_DIRECTIVES_:
#1 Echo, word for word, the passage of the excerpt on American and European class and schooling from "4. For previous" up to and including "1990), p. 25.".
#2 In the excerpt on American and European class and schooling, put this sentence into Spanish: "American educators and politicians rejected this model as fostering a class society."
#3 Pick up the excerpt on American and European class and schooling after its final sentence and keep writing it.
** Start DOCUMENT EXTRACT **
Post-feudal Europe, too, was organized in
particularistic terms, that is, according to class
background. European workers and American blacks thus
share a stress on class and group solidarity and
collective remedies. However, Europe was less
stringently stratified than the post-slavery system in
the United States. Thus pre-World War II America
differed from Europe in two ways: 1) for its large
white majority it was much more egalitarian,
individualistic and populist; 2) for its black
minority it was much more hierarchial and
particularistic, group defined, and less free.
1. Curiously, many of the classic writings about the
United States in the 19th century, which stressed its
exceptional character as an egalitarian society, even
those written by people who were strongly abolitionist
in their sentiments, either ignored the position of
blacks, or cited it as a major exception to the pattern
which would in time inevitably change and be
incorporated into the larger system.
2. Alexis de Tocqueville, Democracy in America, vol. 1
(New York: Alfred A. Knopf, 1963), p. 51.
3. Ibid, p. 312.
4. For previous discussion and references see S. M.
Lipset, Continental Divide: The Values and Institutions
of the United States and Canada (New York: Routledge,
1990), p. 25.
5. It is interesting to read the works of Horace Mann and
others writing in the 1830s and 1840s in support of the
common school. By this term, they meant what today is
called the integrated school. They insisted that the
public schools should be common to all, rich and poor,
children of immigrants and of natives. This goal, of
course did not include blacks, most of whom were slaves
at the time.
The strength of this early American commitment to
meritocracy and competitive achievement may be seen in
the many writings which consciously rejected the
European class differentiated education system. To
foster equality of opportunity, the educational
reformers held up for scorn European academic high
schools, the gymnasia in Germany, the lycees in France,
the grammar or public schools in England, which only
served the top ten percent of the population at best.
As they noted, in Europe, other youth were not supposed
to obtain skills which would permit them to move up.
They could not go to high school. As urban industrial
jobs developed, the children of the underprivileged
were allowed to attend vocational schools. American
educators and politicians rejected this model as
fostering a class society. Rather, as noted, they
pressed for education in a common school. These trans-
Atlantic variations continued deep into the twentieth
century, as many European countries maintained
academically high standard schools attended by a small
privileged minority, destined for university.
** End DOCUMENT EXTRACT **
** Start AVAILABLE DATA **
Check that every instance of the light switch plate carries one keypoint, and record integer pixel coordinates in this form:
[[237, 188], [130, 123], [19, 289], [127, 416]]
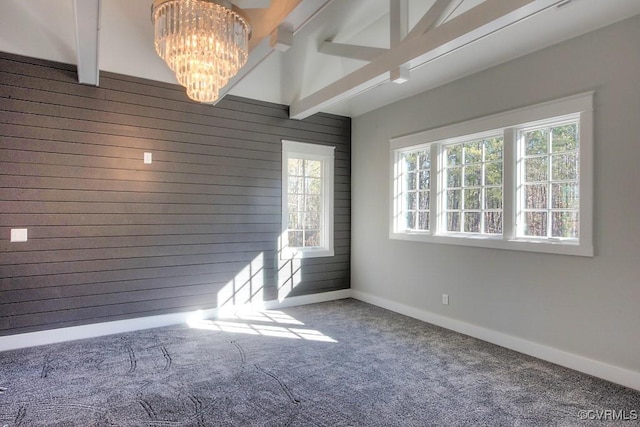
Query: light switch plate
[[18, 234]]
** End AVAILABLE DATA **
_ANSWERS FOR THIS EXERCISE_:
#1
4. For previous discussion and references see S. M.
Lipset, Continental Divide: The Values and Institutions
of the United States and Canada (New York: Routledge,
1990), p. 25.

#2 Los educadores y políticos estadounidenses rechazaron este modelo por fomentar una sociedad de clases.

#3
The vitality of the early stress on meritocratic
values is attested by one of the most remarkable and
curious developments in American history, the emergence
in the late 1820s of the first political groups in the
world to be known as Workingmen's parties. In New
York, Philadelphia, Boston, and other cities, these
parties received between ten and fifteen percent of the
vote in local and state elections. They later merged
with Democrats during the subsequent Jacksonian period.
Some of the Workingmen's parties, particularly the one
in New York City, advocated the most radical policy any
political party has ever put forth: the
nationalization of children, sending them away to
boarding school from age six on. The Workingmen were
not socialists, they believed in private property; they
wanted people to strive to get ahead to become rich,
precisely because they favored a more open, more
competitive society. Common schools in their view were
not sufficient to foster egalitarianism. Attending the
same school for five or six hours a day would not
change the basic environment of children of diverse
social origins. They contended that the only way to
eliminate the advantage which family and neighborhood
environment give the affluent is to require that all
students spend 24 hours a day in the same place, in a
state-financed boarding school.
In effect, the Workingmen clearly linked class-
based cultural advantage to the perpetuation of
inequality. Their solution, as noted, was to take all
white children away from their parents, one clearly
linked to a comparable proposal made by Plato millennia
ago. That "solution," I submit, is the most drastic
proposal ever made by a political organization. It is
much more extreme than nationalizing all the property
in the country.
Not surprisingly, the Workingmen did not gain
power. They were, however, able to elect members to
legislatures and city councils. The fact that a party
with this radical plank could get ten to fifteen
percent of the vote in New York City, indicates that
during the first half century of the republic, at the
time of slavery, there was a strong commitment to the
value of equality of opportunity for whites, which was
linked to a belief in a competitive market economy.
Edward Pessen, Most Uncommon Jacksonians (Albany:
State University of New York Press, 1967), pp. 183-189;
and Walter Hugins, Jacksonian Democracy and the Working
Class, A Study of the New York Workingmen's Movement
1829-1837 (Stanford, CA: Stanford University Press,
1960), pp. 13, 18-20, 132-134.
6. Robert K. Merton, Social Theory and Social Structure
(Glencoe, Il.: The Free Press, 1957), p. 169.
7. Mark Whitaker et al, "A Crisis of Shattered Dreams,"
Newsweek, May 6, 1991, p. 31.
8. Thomas Jefferson, Notes on the State of Virginia (New
York: Harper and Row Torchbooks, 1964), p. 156.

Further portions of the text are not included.